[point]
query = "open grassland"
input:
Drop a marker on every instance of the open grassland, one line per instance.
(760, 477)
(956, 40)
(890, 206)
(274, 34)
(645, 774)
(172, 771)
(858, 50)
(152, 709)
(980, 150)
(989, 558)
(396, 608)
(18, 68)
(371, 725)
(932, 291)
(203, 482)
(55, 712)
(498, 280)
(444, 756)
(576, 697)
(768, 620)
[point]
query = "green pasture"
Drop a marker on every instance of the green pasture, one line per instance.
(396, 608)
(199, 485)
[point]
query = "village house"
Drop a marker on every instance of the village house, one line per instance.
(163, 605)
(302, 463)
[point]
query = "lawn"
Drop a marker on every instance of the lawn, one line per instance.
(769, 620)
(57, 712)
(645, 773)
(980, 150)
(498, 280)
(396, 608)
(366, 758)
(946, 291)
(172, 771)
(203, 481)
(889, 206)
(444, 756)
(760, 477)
────
* **Task brief**:
Tell me how many lines in the data include "query", giving only the number.

* **Exercise solution**:
4